* _Text provided_:
--- Begin ---
Monochannel systems cannot estimate accurately thickness and P velocity of the rock layers using their reflecting interfaces. This is a major drawback. The time interval Δt between two reflections may be due to any combination of values Δz for the thickness and v for the average velocity within the corresponding layer

Δt = (λ Δz)/(λ v) = Δz/v

(1)

for any λ number. Thus, just one measurement cannot solve this ambiguity. This problem is solved nicely by multichannel systems by exploiting multiple offsets, by a simple normal moveout correction [11], or by the ultimate technology, i.e., a full-waveform inversion (see [12], etc.). In this paper, we propose an alternative way to cope with this ambiguity—namely, adding an equation by the travel time of a peg-leg multiple reflection.
--- End ---
* _Data section_:
--- Begin ---
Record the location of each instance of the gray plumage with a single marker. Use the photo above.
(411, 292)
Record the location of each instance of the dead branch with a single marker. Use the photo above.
--- End ---
* _Work to do_:
(A) According to the monochannel seismic passage, what does the paper propose adding to cope with the thickness–velocity ambiguity?
(B) List every approach the monochannel seismic passage names for resolving the ambiguity between layer thickness and velocity.
(C) Carry the monochannel seismic passage forward from its last sentence.
The material plays no part in what follows.

* _Answers provided_:
(A) An equation given by the travel time of a peg-leg multiple reflection.

(B)
- Exploiting multiple offsets with multichannel systems
- A simple normal moveout correction
- Full-waveform inversion
- Adding an equation by the travel time of a peg-leg multiple reflection

(C)
2. Travel-Time Inversion Algorithm

Figure 1 displays a simple 1D Earth model, composed of two homogeneous layers with horizontal interfaces: seawater, with a thickness Wd, and an underlying shallow formation, with a thickness Lt. The P-wave propagation velocities are Vw and Vlayer, respectively. Along the sea surface, a source and a receiver are located at points A and C with an offset X. The ray paths of three different signals are drawn, assuming that the ray bending can be neglected: the primary reflection from seafloor AM*C (dashed green line), a primary reflection AA′BB′C from the layer bottom (black continuous line) and a peg-leg multiple AA″B″C″M′M″C (dotted blue line). Another event that can be used optionally is the direct arrival of AMC.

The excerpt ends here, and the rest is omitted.